#### [WHAT TO DO]
Can you extract, word for word, the stretch of the Cafu Phete profile below that opens with "Early career" and closes with "spent one season."?

#### [SOURCE EXTRACT]

>> begin

Thibang Sindile Theophilus Phete (born 4 April 1994), known as Cafu Phete is a South African professional soccer player who plays as a defender for Emirati club Al Bataeh and South African national team. He started his career at the Stars of Africa Football Academy.

Club career

Early career
Born in Kimberley, South Africa, Phete began his career in the National First Division with Cape Town-based club Milano United, having previously graduated from the Stars of Africa Academy. In 2014, he joined Segunda Divisão Portuguesa side Tourizense with whom he spent one season.

Vitória Guimarães
On 13 August 2015, Primeira Liga side Vitória Guimarães announced the signing of Phete from Tourizense. He made his debut for the club on 28 November in a 2–1 win over Boavista during which he was booked in the 29th minute before being substituted at half-time for Otávio. He made 12 appearances over the course of the season as Vitória ended in ninth spot on the Primeira Liga table. At the end of the season Phete was joined at the club by fellow countrymen Bongani Zungu and Haashim Domingo who had signed for the upcoming season. He failed to appear for the senior side in the following two seasons, however, after he was moved to the club's reserve squad, Vitória Guimarães B.

>> end

#### [GIVEN RECORDS]
>> begin

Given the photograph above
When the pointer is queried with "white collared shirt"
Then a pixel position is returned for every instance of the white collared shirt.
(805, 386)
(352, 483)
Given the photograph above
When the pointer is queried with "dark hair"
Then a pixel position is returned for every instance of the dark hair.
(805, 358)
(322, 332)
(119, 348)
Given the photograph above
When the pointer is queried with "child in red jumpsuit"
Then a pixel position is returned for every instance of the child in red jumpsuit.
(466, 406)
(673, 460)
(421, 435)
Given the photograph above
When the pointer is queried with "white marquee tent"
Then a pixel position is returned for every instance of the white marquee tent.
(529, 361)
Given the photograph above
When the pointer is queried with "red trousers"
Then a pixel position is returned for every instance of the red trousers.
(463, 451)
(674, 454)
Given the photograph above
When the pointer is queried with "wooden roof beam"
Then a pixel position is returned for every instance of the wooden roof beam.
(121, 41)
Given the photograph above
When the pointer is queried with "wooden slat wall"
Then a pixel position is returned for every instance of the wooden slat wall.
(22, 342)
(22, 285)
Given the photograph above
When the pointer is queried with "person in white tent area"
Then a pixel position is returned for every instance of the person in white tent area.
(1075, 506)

>> end
>> begin

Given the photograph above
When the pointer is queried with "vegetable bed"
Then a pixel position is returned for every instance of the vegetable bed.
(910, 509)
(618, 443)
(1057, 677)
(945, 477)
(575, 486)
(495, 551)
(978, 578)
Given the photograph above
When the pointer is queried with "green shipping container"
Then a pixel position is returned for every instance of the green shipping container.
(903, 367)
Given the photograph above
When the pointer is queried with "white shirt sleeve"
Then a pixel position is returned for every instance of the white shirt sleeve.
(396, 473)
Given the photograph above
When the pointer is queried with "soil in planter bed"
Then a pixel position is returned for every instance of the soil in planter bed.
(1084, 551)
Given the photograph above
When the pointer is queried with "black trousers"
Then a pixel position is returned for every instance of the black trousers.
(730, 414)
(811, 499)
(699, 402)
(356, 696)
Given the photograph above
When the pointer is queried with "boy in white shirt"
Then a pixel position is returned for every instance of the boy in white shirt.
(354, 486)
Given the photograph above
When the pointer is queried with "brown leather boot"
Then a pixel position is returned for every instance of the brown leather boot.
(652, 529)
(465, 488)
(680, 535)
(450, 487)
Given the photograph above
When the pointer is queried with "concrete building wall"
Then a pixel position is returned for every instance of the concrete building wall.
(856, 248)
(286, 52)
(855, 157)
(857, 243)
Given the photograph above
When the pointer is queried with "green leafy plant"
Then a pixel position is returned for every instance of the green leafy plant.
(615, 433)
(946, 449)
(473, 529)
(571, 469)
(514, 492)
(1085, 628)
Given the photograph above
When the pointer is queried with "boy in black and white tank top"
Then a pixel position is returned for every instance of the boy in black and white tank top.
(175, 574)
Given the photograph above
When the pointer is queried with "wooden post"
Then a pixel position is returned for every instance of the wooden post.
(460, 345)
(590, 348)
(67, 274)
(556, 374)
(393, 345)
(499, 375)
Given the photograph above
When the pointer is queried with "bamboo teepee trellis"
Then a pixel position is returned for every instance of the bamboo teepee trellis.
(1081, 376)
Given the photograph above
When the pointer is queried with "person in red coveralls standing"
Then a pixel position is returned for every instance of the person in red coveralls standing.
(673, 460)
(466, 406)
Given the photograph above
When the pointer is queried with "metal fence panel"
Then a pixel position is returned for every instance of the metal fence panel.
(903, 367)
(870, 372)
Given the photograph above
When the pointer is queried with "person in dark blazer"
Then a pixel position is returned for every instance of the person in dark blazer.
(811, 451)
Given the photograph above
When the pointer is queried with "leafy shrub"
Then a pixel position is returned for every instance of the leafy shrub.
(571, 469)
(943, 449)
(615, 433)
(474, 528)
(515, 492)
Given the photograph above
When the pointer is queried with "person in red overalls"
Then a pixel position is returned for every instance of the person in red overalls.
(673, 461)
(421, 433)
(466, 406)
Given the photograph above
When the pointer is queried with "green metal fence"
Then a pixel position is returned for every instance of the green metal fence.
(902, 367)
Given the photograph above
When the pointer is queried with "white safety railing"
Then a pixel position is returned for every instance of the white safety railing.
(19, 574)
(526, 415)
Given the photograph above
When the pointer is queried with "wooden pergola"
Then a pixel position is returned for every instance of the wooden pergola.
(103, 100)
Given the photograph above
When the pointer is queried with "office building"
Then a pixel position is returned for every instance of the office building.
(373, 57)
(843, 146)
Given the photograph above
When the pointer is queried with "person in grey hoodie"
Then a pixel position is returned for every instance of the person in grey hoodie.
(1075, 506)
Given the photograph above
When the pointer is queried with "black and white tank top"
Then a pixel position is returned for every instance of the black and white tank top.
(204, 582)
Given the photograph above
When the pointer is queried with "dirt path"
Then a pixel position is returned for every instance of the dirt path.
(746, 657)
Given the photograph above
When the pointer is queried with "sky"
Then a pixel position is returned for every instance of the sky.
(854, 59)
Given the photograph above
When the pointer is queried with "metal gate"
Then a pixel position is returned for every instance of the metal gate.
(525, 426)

>> end
>> begin

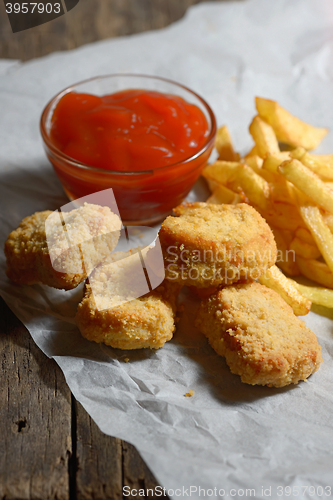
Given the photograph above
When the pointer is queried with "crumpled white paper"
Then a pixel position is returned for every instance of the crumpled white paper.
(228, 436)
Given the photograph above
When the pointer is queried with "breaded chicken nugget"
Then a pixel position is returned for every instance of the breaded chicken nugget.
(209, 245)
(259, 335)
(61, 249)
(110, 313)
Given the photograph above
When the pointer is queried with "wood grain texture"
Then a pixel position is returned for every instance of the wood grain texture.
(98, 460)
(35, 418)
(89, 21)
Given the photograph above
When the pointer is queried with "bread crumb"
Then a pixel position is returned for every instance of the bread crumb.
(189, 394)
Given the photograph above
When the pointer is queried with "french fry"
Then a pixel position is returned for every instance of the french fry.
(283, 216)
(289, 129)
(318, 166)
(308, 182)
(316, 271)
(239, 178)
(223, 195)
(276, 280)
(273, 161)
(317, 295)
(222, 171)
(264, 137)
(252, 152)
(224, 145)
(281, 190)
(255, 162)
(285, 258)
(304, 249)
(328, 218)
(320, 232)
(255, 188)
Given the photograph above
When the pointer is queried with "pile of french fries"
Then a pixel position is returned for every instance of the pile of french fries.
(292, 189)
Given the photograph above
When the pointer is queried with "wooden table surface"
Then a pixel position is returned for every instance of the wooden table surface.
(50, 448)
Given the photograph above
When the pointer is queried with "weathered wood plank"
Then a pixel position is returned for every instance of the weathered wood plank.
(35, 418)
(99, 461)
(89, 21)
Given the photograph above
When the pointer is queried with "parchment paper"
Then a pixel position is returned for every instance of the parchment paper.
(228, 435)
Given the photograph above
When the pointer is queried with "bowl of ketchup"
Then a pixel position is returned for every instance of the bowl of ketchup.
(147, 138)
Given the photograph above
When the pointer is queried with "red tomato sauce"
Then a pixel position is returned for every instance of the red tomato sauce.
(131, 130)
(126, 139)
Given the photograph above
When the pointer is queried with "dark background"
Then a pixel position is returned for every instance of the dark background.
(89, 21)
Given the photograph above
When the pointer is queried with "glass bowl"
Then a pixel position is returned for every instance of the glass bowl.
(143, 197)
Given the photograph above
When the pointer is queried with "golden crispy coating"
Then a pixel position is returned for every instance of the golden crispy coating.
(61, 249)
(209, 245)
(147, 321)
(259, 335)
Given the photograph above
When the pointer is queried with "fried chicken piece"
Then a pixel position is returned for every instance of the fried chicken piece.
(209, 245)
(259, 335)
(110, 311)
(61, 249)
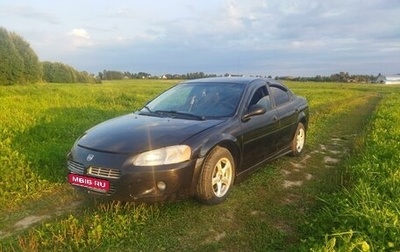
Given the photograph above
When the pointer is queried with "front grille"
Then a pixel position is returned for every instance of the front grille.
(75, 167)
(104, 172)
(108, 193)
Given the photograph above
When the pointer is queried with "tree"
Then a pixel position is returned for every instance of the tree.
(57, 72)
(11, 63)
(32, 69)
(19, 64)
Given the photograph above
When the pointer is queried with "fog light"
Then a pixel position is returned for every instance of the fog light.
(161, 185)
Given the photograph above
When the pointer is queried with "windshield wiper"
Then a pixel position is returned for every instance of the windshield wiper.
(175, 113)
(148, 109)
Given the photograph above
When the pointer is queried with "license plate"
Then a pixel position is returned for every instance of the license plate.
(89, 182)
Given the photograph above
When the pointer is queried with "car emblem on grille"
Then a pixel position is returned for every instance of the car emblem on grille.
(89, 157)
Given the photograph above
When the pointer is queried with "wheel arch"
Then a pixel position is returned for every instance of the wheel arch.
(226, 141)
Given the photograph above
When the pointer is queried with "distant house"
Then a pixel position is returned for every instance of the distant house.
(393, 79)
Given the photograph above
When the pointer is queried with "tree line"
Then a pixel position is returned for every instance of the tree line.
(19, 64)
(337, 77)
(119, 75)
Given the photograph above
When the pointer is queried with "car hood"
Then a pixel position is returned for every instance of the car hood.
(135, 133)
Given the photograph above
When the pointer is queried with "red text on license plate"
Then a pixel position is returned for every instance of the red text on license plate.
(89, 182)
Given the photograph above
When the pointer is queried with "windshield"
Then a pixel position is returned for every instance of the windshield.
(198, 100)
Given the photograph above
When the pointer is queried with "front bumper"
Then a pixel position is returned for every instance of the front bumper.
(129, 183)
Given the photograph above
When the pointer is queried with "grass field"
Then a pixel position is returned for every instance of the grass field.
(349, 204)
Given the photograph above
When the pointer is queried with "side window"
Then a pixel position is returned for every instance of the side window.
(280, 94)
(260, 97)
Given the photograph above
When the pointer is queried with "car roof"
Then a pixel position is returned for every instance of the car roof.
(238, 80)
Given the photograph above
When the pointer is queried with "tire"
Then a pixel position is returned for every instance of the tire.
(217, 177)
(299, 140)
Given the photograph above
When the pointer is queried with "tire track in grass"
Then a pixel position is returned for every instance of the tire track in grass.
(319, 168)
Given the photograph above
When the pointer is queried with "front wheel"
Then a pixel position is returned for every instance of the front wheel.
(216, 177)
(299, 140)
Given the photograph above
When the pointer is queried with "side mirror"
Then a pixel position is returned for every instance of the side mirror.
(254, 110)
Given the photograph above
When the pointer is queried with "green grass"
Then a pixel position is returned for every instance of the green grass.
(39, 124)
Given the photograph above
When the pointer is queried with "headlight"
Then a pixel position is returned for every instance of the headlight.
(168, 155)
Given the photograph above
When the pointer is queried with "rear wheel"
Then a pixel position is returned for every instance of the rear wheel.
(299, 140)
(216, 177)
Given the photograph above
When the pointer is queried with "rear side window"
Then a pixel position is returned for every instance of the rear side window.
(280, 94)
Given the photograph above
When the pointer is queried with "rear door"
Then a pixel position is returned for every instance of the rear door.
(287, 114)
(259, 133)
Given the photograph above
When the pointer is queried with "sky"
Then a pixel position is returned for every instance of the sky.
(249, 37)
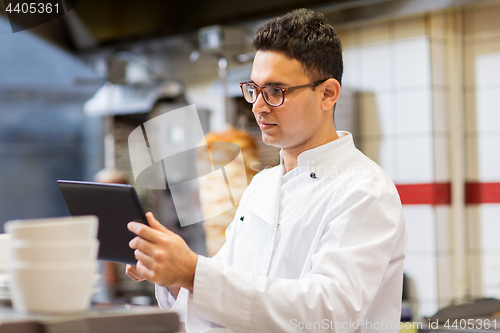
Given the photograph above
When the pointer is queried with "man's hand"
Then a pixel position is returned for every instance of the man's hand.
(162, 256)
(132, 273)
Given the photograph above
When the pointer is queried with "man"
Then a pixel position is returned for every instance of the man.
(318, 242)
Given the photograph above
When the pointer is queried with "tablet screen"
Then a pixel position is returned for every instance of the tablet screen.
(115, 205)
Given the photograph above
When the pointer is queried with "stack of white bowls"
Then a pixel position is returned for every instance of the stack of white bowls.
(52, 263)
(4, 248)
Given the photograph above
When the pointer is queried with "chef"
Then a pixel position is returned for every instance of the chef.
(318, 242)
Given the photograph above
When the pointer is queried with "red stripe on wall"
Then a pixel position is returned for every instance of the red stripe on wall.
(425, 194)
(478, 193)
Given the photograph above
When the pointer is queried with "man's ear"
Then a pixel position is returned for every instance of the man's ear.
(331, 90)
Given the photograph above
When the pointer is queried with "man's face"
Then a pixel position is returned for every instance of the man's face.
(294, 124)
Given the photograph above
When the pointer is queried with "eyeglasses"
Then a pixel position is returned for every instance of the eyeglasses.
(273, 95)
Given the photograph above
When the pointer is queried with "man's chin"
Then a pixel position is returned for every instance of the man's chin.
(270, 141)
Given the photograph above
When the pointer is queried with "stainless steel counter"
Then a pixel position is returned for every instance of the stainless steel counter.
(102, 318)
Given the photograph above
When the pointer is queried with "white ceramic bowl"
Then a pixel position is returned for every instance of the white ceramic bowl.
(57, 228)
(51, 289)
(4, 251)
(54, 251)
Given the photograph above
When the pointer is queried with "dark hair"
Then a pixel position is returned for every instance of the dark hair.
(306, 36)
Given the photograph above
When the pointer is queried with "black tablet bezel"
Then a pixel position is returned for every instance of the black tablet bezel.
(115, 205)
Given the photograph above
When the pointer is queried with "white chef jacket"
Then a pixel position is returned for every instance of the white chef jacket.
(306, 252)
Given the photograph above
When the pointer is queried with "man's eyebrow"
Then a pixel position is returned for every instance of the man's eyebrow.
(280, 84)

>> end

#### [CORRECT RESPONSE]
Early career
Born in Kimberley, South Africa, Phete began his career in the National First Division with Cape Town-based club Milano United, having previously graduated from the Stars of Africa Academy. In 2014, he joined Segunda Divisão Portuguesa side Tourizense with whom he spent one season.